EXERCISE PROMPT →
In the records below, substitute "orange" for "yellow" in the lines starting with the line containing "Query: bird's yellow breast" and running through the line containing "Outline every instance of the bird's yellow". Return only those lines, with nothing else changed.

******************************

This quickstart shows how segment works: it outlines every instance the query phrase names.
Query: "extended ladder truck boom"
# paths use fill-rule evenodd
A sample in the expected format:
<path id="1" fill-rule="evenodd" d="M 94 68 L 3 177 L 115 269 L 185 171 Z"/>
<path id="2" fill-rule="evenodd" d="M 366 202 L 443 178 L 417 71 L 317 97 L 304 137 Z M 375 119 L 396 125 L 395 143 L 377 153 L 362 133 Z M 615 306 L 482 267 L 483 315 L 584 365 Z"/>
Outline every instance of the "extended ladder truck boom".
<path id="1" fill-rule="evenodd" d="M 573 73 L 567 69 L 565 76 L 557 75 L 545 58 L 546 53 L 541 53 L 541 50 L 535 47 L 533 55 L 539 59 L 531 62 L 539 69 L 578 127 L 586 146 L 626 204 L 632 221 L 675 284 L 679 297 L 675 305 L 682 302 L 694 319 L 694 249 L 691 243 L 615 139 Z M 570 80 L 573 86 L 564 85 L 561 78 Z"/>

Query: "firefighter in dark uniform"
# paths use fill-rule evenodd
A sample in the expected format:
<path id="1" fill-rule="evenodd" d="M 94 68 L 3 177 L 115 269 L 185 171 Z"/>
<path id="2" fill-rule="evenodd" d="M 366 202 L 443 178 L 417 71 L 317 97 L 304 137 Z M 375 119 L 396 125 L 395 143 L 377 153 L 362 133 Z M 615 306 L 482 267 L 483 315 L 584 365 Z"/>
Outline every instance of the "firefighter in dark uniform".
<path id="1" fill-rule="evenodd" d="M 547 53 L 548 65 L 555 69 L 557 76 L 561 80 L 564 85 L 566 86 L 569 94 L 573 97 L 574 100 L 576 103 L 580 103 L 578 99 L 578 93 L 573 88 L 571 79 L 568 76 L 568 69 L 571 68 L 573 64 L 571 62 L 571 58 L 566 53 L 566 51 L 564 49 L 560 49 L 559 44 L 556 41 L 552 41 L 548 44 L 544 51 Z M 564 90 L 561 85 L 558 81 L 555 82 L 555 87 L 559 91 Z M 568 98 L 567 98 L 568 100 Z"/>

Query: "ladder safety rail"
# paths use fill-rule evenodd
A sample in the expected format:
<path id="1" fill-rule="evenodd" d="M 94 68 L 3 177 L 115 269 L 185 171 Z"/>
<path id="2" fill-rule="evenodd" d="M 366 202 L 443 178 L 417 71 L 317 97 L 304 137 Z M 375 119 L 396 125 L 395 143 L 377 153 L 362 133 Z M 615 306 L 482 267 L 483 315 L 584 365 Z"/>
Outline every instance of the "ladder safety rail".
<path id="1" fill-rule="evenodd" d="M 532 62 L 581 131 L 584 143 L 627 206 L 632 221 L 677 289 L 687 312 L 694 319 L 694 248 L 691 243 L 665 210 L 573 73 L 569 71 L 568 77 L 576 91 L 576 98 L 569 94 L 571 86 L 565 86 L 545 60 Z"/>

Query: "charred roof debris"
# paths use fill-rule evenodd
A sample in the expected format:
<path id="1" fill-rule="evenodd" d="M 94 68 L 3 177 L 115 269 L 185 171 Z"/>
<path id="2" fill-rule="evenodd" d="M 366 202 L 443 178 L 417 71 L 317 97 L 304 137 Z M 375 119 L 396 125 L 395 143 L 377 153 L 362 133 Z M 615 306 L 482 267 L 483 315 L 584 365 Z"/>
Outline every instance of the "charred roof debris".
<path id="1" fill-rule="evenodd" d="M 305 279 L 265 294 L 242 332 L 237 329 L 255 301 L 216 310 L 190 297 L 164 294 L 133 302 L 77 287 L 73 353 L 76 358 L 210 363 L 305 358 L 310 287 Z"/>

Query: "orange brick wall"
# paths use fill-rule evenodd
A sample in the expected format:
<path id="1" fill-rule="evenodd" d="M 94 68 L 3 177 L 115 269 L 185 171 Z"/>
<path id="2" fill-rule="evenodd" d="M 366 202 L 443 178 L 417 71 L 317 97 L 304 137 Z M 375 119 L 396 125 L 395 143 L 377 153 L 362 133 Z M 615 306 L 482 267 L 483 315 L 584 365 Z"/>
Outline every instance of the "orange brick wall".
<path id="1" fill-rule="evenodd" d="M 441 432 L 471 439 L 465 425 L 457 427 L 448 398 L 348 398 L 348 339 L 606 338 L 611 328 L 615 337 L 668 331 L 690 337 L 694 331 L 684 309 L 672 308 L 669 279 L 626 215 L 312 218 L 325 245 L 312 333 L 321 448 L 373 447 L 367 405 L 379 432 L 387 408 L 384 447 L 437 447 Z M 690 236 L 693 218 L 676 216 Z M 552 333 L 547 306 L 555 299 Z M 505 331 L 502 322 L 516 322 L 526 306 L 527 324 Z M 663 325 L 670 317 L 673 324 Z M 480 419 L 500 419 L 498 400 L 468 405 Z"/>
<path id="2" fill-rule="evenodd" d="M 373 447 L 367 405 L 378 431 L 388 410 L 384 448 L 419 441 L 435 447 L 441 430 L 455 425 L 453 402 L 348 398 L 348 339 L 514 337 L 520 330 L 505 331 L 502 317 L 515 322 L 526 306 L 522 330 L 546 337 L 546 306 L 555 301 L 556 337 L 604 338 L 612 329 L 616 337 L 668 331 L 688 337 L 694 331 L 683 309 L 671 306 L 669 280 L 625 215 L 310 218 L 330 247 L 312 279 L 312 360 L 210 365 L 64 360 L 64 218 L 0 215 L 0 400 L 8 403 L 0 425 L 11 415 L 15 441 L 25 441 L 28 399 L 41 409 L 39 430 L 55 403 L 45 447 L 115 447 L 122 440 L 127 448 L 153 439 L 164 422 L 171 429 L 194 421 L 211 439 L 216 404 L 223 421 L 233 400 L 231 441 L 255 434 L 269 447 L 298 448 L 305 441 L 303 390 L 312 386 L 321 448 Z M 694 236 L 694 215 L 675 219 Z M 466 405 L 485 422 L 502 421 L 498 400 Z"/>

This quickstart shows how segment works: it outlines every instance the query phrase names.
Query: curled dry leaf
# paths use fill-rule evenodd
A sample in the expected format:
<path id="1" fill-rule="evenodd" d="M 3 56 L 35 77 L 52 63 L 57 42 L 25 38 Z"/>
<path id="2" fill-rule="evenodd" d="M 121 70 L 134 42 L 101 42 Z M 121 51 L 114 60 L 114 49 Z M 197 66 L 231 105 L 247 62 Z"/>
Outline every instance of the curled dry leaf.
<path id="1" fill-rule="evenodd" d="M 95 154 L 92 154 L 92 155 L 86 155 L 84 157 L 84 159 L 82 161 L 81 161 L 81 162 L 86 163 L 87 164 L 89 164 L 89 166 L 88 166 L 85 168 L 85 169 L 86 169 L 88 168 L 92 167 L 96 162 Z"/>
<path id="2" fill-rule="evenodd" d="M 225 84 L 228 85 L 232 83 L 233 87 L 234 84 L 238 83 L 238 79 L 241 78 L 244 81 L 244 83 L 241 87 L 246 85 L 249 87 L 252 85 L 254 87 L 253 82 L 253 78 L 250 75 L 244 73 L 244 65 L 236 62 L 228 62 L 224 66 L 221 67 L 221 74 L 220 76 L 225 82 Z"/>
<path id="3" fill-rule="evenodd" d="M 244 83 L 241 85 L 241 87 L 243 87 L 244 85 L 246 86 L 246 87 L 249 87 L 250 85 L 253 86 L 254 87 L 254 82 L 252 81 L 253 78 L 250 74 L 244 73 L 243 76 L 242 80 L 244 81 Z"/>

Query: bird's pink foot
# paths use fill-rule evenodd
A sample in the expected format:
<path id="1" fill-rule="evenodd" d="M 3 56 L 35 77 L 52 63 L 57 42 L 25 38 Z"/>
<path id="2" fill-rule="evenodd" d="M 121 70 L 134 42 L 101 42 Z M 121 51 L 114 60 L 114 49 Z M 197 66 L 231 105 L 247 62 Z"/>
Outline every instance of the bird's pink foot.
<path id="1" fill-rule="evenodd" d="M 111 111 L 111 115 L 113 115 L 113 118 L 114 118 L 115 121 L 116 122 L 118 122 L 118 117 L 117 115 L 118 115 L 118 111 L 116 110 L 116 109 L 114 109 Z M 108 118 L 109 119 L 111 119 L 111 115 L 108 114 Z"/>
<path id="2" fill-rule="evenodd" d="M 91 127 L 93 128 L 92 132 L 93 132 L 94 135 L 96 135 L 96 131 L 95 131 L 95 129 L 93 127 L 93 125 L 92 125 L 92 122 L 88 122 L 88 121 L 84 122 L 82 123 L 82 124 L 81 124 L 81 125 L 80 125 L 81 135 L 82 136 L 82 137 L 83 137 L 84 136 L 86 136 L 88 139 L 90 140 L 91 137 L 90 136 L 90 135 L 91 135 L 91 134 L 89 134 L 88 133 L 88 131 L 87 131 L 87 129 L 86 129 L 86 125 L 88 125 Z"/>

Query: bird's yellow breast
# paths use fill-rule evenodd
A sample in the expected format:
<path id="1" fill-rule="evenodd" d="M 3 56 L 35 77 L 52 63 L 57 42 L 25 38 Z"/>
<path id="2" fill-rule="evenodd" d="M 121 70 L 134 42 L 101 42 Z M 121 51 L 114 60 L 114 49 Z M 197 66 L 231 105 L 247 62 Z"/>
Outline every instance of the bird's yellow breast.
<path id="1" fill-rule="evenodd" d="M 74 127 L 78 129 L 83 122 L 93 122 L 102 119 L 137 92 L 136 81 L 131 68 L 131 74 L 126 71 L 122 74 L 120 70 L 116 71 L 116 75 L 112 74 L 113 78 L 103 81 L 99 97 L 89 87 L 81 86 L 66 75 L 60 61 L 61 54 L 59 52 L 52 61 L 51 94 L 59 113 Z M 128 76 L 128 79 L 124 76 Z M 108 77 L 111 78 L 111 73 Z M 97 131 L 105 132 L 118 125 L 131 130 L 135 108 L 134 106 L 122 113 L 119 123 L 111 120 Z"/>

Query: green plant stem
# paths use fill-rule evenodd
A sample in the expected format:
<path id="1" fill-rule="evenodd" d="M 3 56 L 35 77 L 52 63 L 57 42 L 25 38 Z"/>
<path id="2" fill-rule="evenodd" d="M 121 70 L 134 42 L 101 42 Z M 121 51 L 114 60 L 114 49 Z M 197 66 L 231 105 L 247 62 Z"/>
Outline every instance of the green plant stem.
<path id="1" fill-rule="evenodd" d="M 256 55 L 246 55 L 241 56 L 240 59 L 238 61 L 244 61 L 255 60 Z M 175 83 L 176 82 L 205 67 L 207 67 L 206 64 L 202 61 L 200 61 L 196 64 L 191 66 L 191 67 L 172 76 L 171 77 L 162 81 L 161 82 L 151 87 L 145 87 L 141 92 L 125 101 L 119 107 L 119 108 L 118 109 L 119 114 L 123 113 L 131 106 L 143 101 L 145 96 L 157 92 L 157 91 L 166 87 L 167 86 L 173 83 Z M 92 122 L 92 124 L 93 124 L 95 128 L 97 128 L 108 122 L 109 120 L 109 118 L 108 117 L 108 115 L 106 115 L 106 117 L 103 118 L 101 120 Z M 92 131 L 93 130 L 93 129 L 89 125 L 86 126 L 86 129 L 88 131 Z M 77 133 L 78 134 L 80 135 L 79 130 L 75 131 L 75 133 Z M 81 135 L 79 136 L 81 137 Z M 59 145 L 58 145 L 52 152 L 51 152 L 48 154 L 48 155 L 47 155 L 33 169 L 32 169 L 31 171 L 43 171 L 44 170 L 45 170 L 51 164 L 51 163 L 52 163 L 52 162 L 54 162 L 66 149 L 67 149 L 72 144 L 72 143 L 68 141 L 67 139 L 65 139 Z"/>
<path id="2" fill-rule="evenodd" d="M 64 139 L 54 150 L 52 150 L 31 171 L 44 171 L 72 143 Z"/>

******************************

SOLUTION →
Query: bird's orange breast
# paths use fill-rule evenodd
A sample in the expected format:
<path id="1" fill-rule="evenodd" d="M 3 56 L 35 77 L 52 63 L 57 42 L 25 38 Z"/>
<path id="2" fill-rule="evenodd" d="M 121 70 L 134 42 L 101 42 Z M 121 51 L 114 60 L 114 49 Z M 197 66 L 231 105 L 247 62 Z"/>
Outline every instance of the bird's orange breast.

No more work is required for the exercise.